### Data for processing
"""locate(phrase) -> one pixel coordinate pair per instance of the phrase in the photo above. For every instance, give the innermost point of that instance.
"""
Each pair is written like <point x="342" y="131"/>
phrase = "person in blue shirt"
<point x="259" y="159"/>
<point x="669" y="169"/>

### Task
Show the lines of the records that contain the word "pair".

### Task output
"""locate(phrase) -> one pixel coordinate pair per instance of the phrase in the photo above. For every instance, give the innermost point of that instance.
Each pair is written like <point x="342" y="131"/>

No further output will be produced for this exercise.